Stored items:
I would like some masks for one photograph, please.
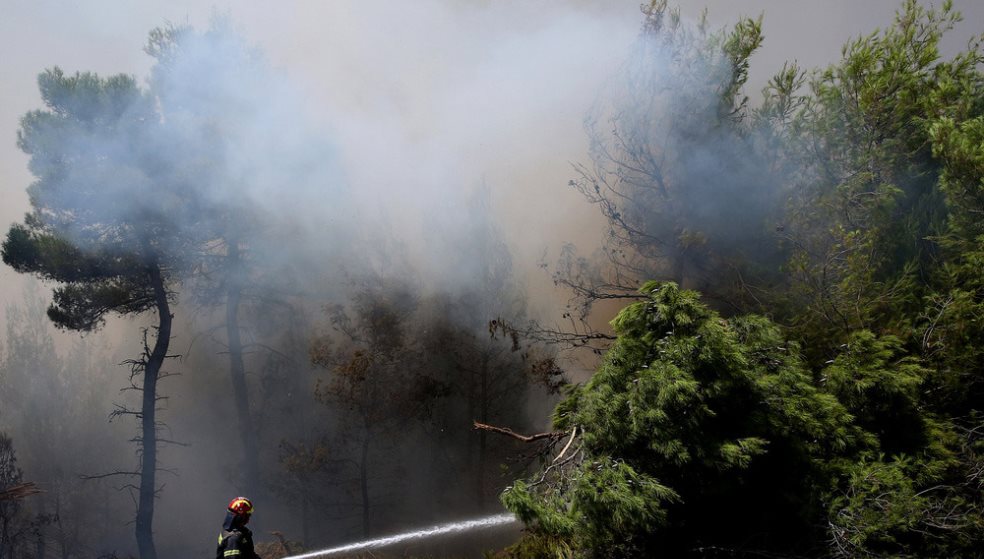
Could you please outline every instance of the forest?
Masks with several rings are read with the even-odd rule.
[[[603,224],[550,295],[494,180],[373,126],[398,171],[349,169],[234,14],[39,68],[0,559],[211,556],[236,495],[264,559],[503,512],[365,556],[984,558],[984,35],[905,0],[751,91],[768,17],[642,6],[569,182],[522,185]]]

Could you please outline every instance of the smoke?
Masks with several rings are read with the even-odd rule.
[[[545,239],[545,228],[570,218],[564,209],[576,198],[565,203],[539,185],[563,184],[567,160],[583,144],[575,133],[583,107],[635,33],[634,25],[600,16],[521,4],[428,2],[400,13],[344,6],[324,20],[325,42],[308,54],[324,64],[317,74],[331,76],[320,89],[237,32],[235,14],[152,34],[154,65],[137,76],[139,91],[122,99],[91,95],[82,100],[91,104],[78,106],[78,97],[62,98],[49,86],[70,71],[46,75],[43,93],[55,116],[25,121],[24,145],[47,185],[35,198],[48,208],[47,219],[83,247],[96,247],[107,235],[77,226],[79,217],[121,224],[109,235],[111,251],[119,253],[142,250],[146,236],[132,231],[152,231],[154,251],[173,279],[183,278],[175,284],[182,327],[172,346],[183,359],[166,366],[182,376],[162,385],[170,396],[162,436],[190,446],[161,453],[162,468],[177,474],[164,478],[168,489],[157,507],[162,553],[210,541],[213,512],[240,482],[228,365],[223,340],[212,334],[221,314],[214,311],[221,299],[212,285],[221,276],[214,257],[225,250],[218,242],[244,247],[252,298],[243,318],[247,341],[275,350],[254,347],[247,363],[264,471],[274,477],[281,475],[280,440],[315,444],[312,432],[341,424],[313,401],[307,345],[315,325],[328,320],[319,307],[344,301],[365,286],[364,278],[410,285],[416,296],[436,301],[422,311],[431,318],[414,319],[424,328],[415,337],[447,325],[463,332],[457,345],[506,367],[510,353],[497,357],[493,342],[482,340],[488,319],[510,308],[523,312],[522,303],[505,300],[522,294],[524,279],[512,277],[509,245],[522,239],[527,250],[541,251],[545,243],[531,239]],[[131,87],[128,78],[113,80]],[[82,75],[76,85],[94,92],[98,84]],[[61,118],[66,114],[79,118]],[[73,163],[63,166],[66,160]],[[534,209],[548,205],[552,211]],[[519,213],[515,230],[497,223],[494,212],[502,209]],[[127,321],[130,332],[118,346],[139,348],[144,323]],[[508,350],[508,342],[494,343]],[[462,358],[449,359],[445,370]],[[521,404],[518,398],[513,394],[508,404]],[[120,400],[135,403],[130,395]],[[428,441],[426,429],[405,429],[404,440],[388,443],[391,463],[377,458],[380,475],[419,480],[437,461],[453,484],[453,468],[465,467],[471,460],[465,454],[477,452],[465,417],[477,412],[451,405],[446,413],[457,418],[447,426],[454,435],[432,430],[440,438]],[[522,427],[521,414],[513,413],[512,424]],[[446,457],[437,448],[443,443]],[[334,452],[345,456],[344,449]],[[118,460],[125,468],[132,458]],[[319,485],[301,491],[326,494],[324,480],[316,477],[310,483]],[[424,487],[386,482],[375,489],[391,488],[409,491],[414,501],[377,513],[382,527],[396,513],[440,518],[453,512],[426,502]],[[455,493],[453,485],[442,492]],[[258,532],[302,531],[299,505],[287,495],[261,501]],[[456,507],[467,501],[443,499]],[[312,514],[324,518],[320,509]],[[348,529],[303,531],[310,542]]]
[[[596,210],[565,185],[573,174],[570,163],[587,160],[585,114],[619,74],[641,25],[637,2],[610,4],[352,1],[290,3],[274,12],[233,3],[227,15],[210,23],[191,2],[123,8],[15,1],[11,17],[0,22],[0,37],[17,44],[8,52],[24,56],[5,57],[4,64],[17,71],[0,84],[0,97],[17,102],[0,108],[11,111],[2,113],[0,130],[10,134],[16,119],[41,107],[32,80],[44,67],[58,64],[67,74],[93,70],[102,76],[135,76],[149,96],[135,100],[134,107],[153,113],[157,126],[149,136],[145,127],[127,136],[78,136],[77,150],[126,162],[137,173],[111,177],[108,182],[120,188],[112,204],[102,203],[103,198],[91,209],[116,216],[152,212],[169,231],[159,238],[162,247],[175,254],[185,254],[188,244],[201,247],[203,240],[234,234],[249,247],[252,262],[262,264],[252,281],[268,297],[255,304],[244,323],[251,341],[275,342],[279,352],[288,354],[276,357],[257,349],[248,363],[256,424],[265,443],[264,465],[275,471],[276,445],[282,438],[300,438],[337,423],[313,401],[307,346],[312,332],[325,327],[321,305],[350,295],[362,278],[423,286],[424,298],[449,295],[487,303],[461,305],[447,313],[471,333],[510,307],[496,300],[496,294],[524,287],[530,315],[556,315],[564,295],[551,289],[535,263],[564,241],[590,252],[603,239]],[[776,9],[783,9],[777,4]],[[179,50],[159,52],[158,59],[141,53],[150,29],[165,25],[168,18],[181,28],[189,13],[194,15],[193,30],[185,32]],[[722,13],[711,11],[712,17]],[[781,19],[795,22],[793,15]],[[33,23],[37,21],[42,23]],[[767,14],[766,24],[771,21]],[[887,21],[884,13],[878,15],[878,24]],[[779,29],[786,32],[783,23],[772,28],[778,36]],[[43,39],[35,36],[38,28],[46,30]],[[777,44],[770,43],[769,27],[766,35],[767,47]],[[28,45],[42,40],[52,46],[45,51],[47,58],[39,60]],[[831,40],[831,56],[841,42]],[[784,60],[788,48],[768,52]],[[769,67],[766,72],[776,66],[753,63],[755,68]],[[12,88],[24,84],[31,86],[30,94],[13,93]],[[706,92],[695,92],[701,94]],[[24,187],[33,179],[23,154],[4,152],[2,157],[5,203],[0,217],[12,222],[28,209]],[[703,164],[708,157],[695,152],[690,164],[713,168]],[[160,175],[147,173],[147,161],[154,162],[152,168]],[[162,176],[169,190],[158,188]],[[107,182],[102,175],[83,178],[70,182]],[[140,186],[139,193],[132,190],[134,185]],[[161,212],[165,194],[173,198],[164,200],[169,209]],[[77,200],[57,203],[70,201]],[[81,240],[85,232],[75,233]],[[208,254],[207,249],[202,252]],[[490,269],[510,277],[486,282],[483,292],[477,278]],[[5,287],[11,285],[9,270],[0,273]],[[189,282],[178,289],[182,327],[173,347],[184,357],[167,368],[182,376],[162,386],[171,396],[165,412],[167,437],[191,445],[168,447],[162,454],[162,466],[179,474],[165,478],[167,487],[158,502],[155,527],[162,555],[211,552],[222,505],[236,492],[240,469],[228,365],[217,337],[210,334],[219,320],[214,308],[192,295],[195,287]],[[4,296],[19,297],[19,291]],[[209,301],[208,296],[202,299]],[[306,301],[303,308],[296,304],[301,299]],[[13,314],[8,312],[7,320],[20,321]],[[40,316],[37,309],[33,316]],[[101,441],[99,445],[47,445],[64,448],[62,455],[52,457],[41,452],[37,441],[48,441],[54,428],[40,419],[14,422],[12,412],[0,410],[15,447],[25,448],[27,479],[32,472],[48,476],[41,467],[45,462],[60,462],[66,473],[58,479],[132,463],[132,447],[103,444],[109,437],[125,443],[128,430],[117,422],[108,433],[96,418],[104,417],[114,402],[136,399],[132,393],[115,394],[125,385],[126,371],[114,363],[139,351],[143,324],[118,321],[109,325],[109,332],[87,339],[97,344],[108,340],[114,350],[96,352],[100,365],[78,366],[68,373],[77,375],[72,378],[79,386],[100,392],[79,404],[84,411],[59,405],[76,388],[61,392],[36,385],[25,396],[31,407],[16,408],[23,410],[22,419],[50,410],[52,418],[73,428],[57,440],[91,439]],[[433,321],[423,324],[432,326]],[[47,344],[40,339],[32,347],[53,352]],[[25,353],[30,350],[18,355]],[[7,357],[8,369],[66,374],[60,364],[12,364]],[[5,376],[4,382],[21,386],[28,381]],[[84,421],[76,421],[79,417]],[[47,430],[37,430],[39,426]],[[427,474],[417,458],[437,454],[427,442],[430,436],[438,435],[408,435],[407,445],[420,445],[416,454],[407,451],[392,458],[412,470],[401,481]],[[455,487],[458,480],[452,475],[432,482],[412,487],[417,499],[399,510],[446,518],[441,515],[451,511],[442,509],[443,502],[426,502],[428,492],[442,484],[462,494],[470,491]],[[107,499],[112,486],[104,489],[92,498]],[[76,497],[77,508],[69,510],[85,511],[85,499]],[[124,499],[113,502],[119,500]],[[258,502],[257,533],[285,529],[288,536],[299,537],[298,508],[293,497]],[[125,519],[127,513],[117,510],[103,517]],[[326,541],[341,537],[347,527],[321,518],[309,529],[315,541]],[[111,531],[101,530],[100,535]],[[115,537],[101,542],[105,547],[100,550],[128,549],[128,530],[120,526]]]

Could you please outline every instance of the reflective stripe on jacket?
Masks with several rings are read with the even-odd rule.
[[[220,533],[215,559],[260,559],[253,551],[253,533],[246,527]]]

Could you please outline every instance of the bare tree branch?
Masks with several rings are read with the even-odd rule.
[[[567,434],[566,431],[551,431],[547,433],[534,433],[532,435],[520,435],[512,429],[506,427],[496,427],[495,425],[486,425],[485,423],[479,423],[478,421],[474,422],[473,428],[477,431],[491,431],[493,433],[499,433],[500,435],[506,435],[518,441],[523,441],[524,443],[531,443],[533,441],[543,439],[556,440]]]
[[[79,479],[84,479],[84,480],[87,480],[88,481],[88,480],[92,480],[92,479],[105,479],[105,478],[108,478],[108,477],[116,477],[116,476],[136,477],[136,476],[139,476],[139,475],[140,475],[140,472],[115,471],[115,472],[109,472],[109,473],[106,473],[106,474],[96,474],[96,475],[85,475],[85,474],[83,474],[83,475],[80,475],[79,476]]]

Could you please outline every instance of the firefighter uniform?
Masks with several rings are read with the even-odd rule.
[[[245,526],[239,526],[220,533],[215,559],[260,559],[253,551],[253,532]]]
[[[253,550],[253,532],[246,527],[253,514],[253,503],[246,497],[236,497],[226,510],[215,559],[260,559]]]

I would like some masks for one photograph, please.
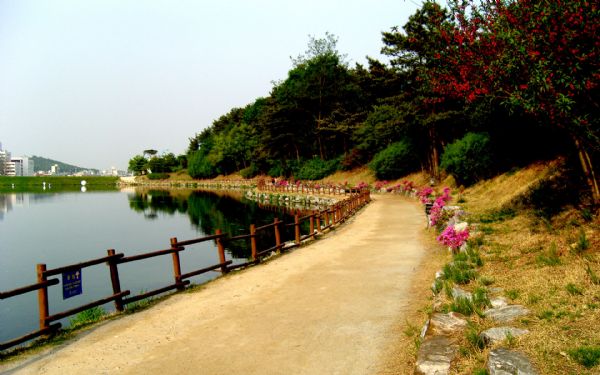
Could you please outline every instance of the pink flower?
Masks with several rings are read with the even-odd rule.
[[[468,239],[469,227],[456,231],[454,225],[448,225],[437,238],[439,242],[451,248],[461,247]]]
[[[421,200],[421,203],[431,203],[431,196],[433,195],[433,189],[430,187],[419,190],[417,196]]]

--

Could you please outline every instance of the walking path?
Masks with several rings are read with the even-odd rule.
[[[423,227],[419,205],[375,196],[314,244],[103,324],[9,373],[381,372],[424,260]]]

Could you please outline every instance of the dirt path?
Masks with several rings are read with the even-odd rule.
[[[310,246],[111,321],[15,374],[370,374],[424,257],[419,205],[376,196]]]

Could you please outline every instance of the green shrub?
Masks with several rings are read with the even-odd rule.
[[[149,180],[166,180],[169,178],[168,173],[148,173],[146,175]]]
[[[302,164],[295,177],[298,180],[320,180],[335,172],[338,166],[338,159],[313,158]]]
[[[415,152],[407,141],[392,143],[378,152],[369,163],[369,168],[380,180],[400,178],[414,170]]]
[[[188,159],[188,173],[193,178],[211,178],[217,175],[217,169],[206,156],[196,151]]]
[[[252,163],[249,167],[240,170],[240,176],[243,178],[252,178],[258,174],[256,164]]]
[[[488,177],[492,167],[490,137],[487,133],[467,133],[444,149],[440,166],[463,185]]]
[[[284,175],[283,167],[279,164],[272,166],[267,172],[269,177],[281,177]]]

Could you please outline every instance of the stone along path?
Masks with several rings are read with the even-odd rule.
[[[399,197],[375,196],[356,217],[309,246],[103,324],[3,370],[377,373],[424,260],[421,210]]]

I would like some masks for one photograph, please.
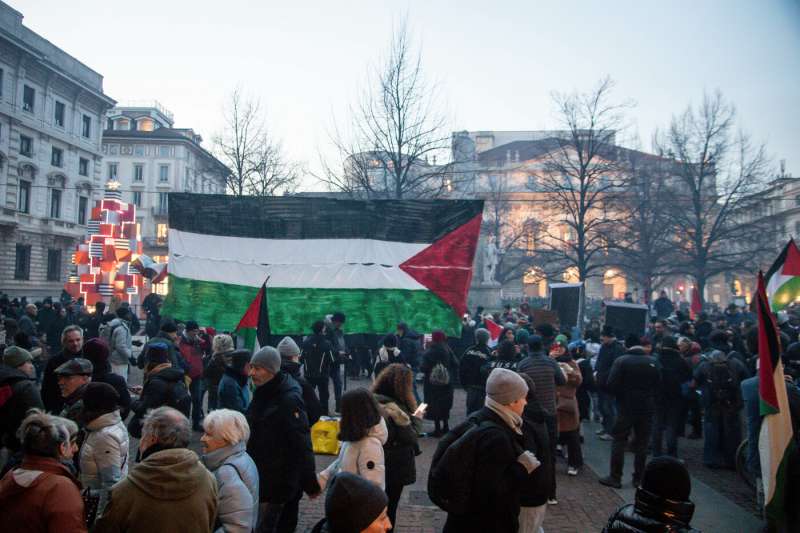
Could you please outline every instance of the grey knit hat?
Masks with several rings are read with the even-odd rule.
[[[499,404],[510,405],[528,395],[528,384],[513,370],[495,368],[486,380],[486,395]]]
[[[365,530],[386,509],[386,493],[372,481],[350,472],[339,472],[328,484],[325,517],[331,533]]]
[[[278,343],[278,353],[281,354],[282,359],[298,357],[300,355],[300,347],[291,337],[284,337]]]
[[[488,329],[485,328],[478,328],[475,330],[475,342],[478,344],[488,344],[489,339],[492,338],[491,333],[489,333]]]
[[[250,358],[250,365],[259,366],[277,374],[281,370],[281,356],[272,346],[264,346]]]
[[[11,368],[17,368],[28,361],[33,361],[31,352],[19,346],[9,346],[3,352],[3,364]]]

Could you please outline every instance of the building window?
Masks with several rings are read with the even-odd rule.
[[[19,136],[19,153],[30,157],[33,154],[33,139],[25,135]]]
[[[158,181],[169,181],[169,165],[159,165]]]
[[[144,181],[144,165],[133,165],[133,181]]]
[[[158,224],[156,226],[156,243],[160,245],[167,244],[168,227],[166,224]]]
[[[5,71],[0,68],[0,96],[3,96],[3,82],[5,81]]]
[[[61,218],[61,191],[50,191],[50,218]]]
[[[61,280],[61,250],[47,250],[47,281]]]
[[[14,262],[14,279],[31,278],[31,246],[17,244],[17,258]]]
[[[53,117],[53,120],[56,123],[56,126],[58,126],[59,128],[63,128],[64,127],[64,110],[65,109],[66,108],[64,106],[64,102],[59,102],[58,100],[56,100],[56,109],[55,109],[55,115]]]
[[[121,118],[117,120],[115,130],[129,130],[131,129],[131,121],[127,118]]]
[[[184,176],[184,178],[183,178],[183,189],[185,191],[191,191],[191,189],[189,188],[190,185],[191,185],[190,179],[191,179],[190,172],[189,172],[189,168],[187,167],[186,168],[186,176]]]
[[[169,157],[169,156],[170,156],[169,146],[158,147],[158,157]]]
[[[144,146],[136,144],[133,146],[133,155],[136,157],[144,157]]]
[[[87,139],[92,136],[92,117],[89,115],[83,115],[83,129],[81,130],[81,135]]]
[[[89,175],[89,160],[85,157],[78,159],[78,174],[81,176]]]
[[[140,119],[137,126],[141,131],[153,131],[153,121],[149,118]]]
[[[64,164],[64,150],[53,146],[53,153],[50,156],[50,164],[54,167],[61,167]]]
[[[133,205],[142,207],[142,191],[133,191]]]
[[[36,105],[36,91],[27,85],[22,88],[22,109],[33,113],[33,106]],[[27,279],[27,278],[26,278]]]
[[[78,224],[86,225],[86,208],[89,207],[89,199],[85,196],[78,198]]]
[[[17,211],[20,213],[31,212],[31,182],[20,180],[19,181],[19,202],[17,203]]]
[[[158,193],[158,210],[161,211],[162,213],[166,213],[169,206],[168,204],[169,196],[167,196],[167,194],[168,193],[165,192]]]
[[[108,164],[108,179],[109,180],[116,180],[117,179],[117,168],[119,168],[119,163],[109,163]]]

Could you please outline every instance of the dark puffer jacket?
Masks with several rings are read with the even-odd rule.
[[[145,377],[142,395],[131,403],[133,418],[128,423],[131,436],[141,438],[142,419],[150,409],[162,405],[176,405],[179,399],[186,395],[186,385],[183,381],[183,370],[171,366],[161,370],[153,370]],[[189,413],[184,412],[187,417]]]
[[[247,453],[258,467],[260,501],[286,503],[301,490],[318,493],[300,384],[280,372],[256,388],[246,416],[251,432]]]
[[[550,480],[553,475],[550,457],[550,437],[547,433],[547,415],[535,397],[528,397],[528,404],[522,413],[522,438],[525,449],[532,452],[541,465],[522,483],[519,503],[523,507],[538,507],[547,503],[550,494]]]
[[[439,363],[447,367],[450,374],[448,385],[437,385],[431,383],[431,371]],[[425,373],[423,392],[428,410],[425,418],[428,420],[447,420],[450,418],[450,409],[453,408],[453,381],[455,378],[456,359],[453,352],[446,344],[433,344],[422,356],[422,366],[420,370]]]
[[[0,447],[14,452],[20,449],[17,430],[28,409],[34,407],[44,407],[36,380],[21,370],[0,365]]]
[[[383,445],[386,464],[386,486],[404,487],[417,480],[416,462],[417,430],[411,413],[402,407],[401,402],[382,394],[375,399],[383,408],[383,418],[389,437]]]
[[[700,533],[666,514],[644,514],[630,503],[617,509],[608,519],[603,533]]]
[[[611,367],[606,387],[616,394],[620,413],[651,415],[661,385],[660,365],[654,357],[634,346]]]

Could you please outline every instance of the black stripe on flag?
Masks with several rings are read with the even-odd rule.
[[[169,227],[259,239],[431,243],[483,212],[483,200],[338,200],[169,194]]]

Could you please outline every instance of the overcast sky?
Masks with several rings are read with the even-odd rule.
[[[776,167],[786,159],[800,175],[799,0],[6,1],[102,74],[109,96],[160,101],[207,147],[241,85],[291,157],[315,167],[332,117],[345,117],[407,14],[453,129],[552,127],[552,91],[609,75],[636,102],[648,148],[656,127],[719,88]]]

--

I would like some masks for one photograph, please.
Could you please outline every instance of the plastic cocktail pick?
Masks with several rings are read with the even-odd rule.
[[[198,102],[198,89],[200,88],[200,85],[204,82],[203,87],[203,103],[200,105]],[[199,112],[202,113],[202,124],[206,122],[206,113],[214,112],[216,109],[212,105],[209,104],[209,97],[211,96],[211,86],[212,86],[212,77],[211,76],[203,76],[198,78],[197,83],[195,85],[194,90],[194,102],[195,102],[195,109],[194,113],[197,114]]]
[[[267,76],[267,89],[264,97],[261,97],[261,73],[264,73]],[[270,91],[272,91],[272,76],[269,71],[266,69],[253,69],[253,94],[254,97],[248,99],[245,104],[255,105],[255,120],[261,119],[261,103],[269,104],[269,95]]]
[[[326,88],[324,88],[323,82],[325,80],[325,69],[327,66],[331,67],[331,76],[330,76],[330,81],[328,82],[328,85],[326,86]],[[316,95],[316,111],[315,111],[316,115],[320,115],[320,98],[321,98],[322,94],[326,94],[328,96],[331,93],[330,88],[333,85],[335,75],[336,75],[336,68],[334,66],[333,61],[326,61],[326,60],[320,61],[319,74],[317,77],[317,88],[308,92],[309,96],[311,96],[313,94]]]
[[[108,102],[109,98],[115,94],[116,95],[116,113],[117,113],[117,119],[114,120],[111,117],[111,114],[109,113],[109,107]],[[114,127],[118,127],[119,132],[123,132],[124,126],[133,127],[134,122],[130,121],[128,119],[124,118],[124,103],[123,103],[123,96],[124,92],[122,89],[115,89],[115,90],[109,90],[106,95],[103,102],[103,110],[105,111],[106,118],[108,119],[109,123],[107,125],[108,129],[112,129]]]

» Work request
Collect every line from the records above that contains the word "path".

» Exercise answer
Could you please outline every instance of the walking path?
Could you please outline every instance of the dirt path?
Could you please outline every instance of the stone along path?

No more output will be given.